Texto a revisar:
____________________
No quiero hablar del librito aquí. Me interesa hablar de su lectura. En un libro, un ensayo, un artículo está el autor y su tiempo. En la lectura estamos nosotros, nuestros reflejos, la atmósfera que respiramos. Ahí están nuestros prejuicios y nuestros reflejos. En toda lectura se ponen en evidencia las trampas en las que caemos cotidianamente. ¿Qué pasamos por alto en un párrafo? ¿Qué nos llama la atención? ¿Qué nos irrita? ¿Qué nos sorprende? ¿Qué nos resulta trivial? Sean antiguos o recientes, los libros nos plantan un espejo. Nos mostramos en nuestra reacción a los textos, sean los de hoy o los de hace un siglo. El lector revela sus entusiasmos y sus cegueras, su tolerancia o su cerrazón. En otro momento valdría la pena detenerse en la curiosa cartilla de Alfonso Reyes que ha suscitado tan intensa polémica. Hoy quisiera detenerme en otra cosa: en el ruido que ha provocado ese texto, después de setenta y cinco años de haber sido escrito. Tal vez diga algo sobre nosotros, sobre nuestro tiempo. Sobre nuestra conversación y nuestra política.
____________________
Datos en estudio:
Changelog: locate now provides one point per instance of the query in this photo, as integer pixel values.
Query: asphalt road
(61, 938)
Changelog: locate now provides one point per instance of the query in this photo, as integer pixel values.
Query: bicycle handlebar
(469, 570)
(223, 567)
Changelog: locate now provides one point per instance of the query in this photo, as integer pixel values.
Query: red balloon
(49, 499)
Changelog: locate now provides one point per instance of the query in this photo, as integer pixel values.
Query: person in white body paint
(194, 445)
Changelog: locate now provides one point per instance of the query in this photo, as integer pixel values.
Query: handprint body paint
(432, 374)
____________________
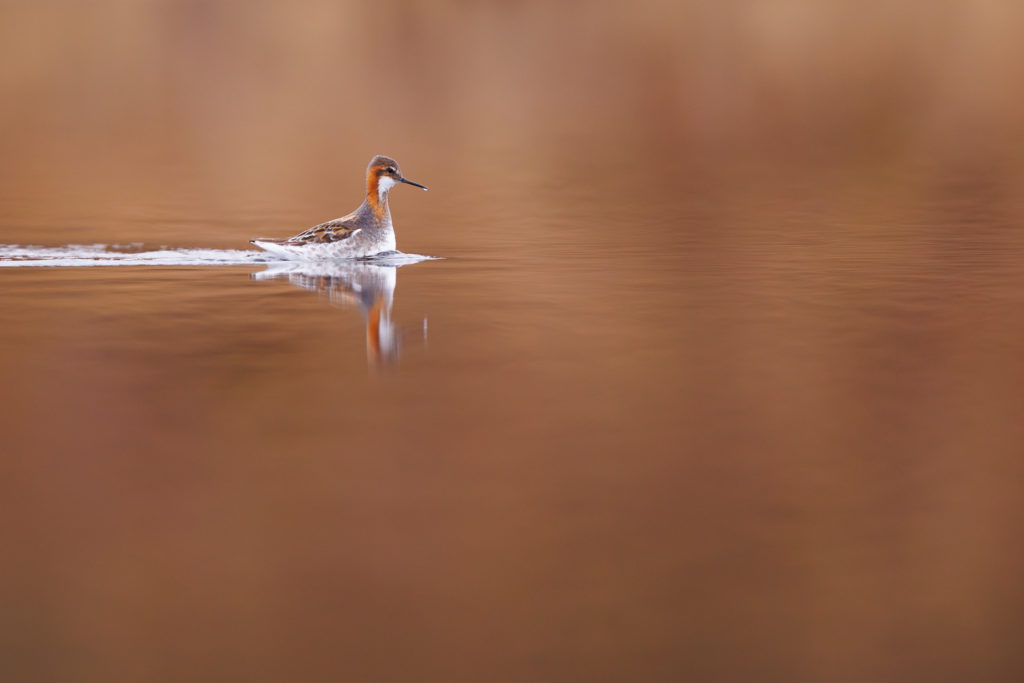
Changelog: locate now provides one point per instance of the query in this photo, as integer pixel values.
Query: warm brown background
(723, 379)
____________________
Tarea a realizar: Copia íntegramente el texto a revisar sobre la lectura, sin alterar ni una palabra ni un signo.

Respuesta a la tarea:
No quiero hablar del librito aquí. Me interesa hablar de su lectura. En un libro, un ensayo, un artículo está el autor y su tiempo. En la lectura estamos nosotros, nuestros reflejos, la atmósfera que respiramos. Ahí están nuestros prejuicios y nuestros reflejos. En toda lectura se ponen en evidencia las trampas en las que caemos cotidianamente. ¿Qué pasamos por alto en un párrafo? ¿Qué nos llama la atención? ¿Qué nos irrita? ¿Qué nos sorprende? ¿Qué nos resulta trivial? Sean antiguos o recientes, los libros nos plantan un espejo. Nos mostramos en nuestra reacción a los textos, sean los de hoy o los de hace un siglo. El lector revela sus entusiasmos y sus cegueras, su tolerancia o su cerrazón. En otro momento valdría la pena detenerse en la curiosa cartilla de Alfonso Reyes que ha suscitado tan intensa polémica. Hoy quisiera detenerme en otra cosa: en el ruido que ha provocado ese texto, después de setenta y cinco años de haber sido escrito. Tal vez diga algo sobre nosotros, sobre nuestro tiempo. Sobre nuestra conversación y nuestra política.